### What is required
In the data below, which lines contain "diver"? List them by copying each one.

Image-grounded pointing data

Start of Block

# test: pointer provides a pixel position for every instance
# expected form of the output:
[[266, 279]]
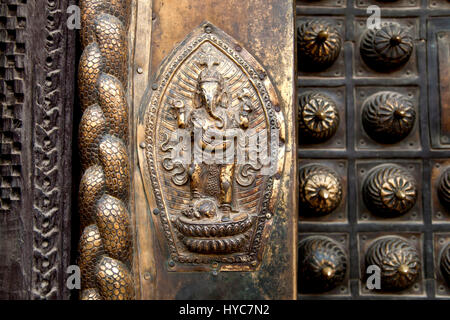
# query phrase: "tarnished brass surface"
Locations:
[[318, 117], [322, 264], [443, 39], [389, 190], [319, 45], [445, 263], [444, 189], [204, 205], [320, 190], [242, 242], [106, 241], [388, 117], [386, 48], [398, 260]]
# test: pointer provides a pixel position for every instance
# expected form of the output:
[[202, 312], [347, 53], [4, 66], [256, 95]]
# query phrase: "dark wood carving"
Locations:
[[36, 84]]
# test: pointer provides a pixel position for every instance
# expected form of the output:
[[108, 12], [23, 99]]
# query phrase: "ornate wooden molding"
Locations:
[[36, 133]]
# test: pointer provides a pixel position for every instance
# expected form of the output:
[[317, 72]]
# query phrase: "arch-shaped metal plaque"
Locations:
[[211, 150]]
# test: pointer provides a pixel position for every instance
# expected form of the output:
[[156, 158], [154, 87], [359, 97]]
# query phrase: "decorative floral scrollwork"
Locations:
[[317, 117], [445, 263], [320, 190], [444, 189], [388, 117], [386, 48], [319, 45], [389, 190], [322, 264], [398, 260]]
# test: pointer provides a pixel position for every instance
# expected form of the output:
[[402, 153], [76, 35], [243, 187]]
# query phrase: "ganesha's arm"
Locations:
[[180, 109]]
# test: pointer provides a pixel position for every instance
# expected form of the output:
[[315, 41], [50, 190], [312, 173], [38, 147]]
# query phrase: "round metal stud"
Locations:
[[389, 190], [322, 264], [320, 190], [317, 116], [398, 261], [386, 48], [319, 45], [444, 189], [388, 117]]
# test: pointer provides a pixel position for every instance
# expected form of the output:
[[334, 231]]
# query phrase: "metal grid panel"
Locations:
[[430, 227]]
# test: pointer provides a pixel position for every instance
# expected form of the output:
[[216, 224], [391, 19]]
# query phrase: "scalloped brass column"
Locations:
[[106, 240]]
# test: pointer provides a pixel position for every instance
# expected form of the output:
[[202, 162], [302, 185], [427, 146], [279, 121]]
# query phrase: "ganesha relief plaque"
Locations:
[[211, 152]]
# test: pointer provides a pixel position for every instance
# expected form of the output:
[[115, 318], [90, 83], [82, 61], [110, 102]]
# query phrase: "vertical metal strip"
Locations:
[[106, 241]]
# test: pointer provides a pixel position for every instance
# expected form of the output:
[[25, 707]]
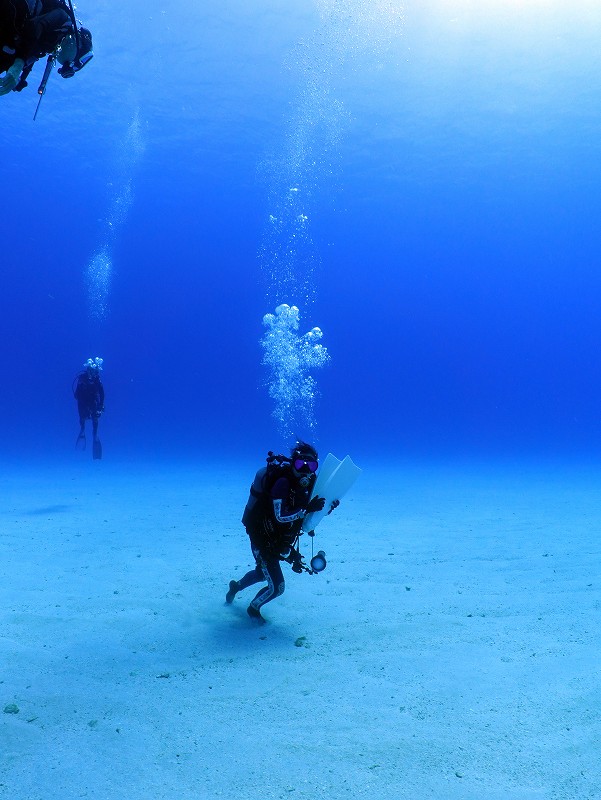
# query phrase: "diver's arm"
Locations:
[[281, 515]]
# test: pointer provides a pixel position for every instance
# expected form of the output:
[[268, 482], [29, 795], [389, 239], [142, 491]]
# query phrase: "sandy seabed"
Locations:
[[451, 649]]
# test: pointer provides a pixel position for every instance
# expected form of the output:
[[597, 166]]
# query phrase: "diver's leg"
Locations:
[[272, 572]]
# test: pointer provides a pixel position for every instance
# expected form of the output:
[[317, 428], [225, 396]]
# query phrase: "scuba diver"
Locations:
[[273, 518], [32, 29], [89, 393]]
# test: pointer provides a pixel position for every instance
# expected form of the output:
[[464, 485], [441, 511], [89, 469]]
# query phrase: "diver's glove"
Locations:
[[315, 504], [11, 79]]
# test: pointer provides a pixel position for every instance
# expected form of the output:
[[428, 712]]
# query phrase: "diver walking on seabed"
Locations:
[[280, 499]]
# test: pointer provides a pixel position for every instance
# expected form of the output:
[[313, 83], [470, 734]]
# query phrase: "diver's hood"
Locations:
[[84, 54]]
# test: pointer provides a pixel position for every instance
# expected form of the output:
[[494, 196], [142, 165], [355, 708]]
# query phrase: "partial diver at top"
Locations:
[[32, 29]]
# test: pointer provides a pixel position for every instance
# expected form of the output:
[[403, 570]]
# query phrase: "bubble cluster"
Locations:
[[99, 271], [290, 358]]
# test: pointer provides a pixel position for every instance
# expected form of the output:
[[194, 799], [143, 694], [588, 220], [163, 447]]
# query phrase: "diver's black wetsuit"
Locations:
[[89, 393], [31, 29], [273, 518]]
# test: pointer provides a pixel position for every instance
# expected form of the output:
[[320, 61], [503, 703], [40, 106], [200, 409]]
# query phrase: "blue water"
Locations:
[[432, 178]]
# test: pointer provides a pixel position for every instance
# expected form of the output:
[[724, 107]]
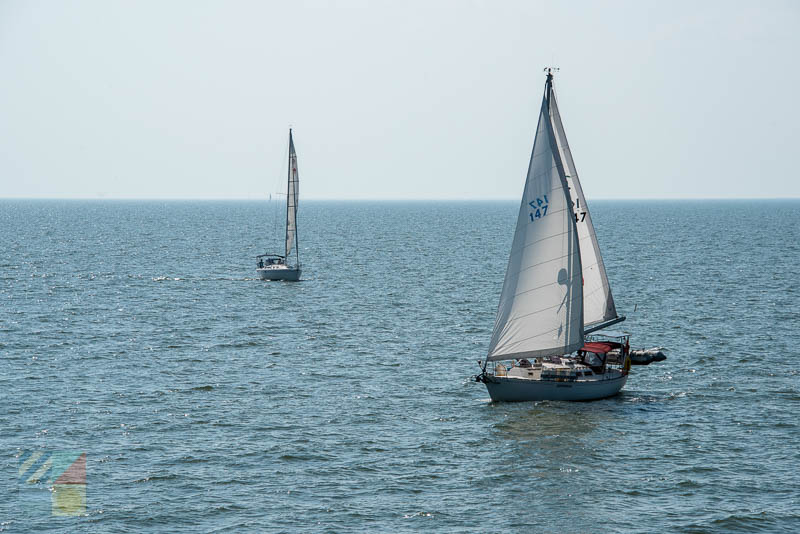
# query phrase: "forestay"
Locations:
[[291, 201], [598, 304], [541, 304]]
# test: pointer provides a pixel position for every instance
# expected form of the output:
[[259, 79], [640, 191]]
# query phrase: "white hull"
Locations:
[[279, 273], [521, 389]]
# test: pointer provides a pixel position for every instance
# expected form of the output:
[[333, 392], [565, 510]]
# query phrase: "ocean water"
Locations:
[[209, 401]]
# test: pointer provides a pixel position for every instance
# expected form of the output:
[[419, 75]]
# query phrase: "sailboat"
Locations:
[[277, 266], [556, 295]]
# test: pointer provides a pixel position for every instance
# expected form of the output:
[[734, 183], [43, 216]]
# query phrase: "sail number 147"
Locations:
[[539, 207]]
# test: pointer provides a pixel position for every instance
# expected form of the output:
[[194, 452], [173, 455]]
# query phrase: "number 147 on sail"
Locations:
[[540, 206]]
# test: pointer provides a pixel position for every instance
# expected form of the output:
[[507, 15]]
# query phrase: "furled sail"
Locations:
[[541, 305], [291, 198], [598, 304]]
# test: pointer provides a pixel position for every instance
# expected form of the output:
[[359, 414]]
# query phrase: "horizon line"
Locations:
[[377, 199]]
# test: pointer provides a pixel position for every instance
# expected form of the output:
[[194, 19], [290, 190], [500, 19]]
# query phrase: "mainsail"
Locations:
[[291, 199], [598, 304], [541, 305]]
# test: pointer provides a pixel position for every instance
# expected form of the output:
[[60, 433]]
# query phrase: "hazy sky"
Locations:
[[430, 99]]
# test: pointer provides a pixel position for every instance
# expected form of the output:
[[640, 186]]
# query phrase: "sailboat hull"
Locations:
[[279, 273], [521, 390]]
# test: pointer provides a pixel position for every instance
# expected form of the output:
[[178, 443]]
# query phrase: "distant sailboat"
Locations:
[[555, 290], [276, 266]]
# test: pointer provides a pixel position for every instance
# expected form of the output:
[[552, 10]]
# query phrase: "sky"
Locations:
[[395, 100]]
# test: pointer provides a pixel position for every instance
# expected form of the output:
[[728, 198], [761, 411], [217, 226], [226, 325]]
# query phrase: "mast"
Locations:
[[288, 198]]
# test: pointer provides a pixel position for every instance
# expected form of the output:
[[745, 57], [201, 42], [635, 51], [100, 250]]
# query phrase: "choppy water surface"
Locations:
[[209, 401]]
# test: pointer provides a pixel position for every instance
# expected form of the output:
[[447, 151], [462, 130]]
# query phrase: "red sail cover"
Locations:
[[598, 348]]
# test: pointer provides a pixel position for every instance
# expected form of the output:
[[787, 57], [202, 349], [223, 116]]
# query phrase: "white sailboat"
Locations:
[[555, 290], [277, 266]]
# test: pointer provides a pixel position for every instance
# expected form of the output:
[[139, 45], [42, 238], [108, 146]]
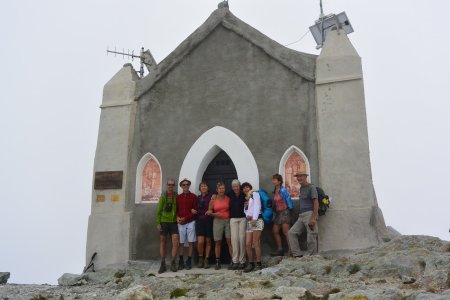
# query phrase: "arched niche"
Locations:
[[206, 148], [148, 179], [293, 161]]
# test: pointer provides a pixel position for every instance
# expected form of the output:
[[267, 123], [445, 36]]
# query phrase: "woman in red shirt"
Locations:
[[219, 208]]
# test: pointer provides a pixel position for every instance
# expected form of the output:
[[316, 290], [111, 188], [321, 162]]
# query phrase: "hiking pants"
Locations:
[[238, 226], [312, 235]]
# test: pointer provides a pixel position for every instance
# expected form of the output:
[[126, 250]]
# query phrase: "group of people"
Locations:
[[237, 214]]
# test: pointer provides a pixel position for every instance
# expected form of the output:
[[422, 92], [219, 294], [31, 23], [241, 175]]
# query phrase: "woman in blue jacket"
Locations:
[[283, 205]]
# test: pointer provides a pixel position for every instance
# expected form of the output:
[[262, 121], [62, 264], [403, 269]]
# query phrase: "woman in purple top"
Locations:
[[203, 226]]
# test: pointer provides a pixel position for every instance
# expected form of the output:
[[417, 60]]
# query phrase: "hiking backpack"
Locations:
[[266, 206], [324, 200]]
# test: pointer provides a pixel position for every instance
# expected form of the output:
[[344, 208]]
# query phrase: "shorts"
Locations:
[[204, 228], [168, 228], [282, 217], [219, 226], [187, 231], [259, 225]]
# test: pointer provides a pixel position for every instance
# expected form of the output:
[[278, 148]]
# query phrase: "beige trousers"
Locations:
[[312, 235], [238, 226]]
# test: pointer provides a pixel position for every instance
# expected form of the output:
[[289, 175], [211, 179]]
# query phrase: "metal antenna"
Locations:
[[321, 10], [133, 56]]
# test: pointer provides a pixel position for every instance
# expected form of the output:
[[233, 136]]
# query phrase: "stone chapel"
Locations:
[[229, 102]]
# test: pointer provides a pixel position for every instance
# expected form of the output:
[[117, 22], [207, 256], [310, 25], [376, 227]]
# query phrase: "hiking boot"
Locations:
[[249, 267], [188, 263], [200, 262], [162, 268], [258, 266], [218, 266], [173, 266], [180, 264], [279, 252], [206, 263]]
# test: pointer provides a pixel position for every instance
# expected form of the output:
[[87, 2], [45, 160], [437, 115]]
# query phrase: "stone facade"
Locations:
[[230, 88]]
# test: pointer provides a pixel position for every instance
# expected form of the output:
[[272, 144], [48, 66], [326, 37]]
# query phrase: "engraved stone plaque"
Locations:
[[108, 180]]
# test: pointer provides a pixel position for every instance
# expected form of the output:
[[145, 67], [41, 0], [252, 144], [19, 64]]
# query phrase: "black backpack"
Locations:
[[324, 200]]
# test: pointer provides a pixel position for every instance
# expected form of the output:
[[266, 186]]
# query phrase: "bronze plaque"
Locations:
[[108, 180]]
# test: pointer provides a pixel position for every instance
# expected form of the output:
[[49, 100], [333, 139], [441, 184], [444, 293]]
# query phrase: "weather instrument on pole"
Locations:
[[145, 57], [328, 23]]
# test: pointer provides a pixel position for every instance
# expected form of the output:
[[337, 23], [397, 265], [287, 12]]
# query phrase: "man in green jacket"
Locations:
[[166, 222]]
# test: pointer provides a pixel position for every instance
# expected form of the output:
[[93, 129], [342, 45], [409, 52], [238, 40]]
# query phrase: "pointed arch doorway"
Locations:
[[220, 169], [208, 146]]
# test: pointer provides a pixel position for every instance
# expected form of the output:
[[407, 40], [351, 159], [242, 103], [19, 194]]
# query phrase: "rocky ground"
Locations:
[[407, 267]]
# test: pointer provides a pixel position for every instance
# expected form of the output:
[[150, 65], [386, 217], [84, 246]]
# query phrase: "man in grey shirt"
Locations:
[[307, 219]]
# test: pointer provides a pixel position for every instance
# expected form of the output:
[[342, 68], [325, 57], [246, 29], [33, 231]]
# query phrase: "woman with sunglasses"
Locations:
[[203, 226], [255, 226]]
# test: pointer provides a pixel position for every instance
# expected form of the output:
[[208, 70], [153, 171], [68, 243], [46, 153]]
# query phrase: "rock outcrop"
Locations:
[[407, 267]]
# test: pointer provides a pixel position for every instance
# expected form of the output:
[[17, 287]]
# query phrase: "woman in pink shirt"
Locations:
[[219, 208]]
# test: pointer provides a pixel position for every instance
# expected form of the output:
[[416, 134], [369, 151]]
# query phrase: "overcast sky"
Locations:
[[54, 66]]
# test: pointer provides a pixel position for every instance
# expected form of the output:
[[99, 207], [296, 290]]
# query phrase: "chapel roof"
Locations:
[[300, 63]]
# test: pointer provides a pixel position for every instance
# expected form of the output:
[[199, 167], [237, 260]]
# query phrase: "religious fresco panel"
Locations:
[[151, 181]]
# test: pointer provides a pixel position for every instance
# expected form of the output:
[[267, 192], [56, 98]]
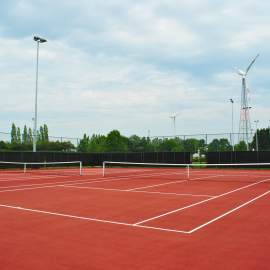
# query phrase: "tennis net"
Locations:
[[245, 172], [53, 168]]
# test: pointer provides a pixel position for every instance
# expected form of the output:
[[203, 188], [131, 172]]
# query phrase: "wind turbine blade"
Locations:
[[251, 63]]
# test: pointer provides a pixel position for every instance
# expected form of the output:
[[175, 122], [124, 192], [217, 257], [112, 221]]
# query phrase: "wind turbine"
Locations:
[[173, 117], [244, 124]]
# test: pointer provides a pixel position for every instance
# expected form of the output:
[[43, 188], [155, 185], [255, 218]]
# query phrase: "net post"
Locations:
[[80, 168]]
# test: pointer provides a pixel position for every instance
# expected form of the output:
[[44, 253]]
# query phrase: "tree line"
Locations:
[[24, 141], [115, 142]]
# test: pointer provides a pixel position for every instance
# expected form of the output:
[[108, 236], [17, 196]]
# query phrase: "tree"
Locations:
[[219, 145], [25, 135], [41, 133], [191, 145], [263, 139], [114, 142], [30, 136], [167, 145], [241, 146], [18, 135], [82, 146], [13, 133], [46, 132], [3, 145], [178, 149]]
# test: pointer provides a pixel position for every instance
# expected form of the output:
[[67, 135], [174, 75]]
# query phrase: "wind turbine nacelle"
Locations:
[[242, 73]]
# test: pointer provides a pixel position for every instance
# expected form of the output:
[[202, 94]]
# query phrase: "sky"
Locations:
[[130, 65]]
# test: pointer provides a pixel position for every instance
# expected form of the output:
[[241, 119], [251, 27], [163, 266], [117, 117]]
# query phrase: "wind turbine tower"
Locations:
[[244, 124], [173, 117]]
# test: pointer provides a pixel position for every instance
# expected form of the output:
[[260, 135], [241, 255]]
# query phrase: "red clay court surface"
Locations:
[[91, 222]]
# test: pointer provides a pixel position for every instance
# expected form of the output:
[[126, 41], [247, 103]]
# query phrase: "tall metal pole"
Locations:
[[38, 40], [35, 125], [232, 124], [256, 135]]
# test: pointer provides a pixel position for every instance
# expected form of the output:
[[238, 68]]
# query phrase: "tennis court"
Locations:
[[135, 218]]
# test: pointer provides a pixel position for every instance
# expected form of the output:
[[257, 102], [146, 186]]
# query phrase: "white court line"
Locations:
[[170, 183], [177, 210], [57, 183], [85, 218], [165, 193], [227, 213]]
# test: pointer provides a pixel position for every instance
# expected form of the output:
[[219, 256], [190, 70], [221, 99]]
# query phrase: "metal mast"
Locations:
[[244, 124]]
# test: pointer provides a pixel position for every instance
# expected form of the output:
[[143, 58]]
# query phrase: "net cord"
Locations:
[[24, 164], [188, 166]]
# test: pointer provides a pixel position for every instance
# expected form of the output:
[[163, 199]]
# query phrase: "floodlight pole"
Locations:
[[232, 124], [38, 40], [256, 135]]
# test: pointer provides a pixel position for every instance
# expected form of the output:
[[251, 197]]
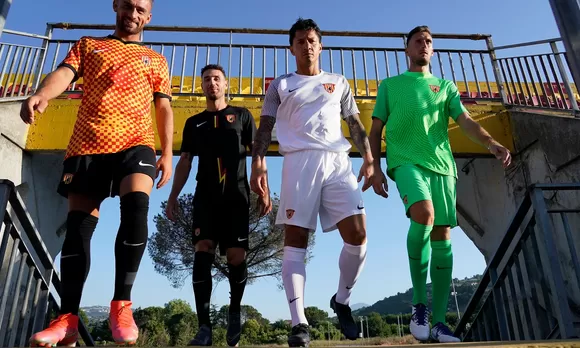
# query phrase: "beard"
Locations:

End of Block

### Response to the task
# query phrase: "diver's arm"
# query phrase: "diver's leg"
# query phrase: "scuba diver"
# query phrase: "diver's glove"
# query phrase: "diver walking on seabed"
# query phrase: "diver's hood"
# query phrase: "partial diver at top"
# query phrase: "diver's black wetsuit"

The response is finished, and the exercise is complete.